Assigned task =
Please write out, exactly as they appear, the line containing "Practice task. Find the potted" and every line after it to the end of the records, and nothing more.

The input =
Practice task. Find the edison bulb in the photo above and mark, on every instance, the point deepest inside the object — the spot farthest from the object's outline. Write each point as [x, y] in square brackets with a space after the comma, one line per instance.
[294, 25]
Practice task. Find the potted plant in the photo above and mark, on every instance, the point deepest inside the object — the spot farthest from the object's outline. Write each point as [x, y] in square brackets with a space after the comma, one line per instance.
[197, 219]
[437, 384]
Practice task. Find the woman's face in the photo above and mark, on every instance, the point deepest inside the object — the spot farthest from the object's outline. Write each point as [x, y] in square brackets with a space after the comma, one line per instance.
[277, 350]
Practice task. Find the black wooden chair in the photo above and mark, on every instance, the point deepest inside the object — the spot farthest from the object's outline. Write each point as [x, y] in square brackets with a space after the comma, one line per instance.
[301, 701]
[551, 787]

The answer =
Practice task. Find the potted plant in the photo above and mark, on every instance, the point deepest inside the object — the spot farthest from the object's outline. Write each point as [x, y] in square brackets with a space after the comma, one line per instance.
[197, 219]
[437, 384]
Practice task. Find the woman's face in the photo above and mark, on every instance, the point deepest inside the object — the spot farthest from the object's outline. Write each point as [x, y] in square brackets with a space after the comma, one line per instance.
[277, 350]
Practice task. Find the black wooden chair in the photo above and mark, on every instance, the point deepest inside the object — the spot farthest from the object's outline. Write each point as [x, y] in square brackets with a space after the comma, one line per instance.
[301, 701]
[551, 787]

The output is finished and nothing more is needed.